Later the defendant cancelled the notice given in Ex. A-30 by means of Exhibit A-33. Then we come to Exhibit A-22 an agreement entered into between the defendant and the plaintiff. It is dated 24-12-1948. In Exhibit A-22 she admitted the liability under Ex. A-19 and proposed to discharge the same in the manner set out therein. The stock explanation of the defendant is that all these documents are taken by fraud. We see no reason to reject the evidence documentary and oral adduced by the plaintiff. Suffice it to say that the evidence on record overwhelmingly establishes the fact that the amount claimed in the suit is due.
(7) It is not contended on behalf of the appellant that even according to the evidence adduced by the plaintiff no consideration passed from him and as such he is not entitled to any relief. There is no merit in this contention. The plaintiff is entitled to sue on Ex. A-19 even though he is only a benamidar for Raghu Ramulu and Deva Das.

# Stated problem 1
In the court passage, what date does Exhibit A-22 bear?
The court passage above and the entries below it are unrelated material.

# Exercise inputs
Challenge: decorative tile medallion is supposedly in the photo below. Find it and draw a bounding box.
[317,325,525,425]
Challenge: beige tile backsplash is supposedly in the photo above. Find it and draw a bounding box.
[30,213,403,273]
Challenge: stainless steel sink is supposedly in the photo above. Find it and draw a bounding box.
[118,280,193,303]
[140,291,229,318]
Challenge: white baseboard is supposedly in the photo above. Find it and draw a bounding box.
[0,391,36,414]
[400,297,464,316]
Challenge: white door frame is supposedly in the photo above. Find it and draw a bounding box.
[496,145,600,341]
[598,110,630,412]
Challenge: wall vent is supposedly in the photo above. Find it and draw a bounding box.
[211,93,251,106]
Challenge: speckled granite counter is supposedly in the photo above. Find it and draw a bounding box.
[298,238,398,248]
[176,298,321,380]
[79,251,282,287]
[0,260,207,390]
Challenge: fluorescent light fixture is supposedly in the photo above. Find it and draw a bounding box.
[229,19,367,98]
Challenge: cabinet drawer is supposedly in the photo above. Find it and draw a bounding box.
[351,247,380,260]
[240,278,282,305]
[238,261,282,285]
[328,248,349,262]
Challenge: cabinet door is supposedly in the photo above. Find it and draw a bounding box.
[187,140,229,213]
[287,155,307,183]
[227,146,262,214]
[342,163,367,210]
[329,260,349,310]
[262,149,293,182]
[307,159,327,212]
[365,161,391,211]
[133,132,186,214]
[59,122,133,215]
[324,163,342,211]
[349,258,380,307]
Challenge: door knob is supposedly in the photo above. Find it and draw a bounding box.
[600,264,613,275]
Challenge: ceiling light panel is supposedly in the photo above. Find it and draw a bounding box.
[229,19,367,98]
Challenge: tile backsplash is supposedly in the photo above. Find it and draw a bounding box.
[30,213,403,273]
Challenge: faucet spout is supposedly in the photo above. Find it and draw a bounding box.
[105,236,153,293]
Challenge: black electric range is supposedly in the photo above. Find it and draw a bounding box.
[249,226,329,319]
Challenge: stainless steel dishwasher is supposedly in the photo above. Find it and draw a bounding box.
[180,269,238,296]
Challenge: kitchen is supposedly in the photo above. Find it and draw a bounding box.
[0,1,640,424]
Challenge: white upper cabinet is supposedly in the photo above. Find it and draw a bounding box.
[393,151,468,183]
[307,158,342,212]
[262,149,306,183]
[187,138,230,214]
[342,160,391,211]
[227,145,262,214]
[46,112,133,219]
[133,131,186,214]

# Stated problem 2
Rewrite the entries from the first line through the line that contains "[598,110,630,412]", changing "stainless steel sink" to "double basin sink" and leaving everything else as it stands.

# Task output 1
24-12-1948

# Task output 2
Challenge: decorative tile medallion is supposedly in the photo below. Find it and draw a bounding box.
[317,325,525,425]
Challenge: beige tile backsplash is supposedly in the photo above. Find it and draw a bounding box.
[30,213,403,273]
Challenge: double basin sink is supposedly in the photo above. Find it and draw a bounding box.
[118,280,193,303]
[140,291,229,318]
Challenge: white baseboard is supposedly in the photo above. Find it and draw a bounding box.
[0,391,36,414]
[400,297,464,316]
Challenge: white door frame is supposedly in the photo above. Find it and draw a bounding box.
[496,145,600,341]
[598,110,630,412]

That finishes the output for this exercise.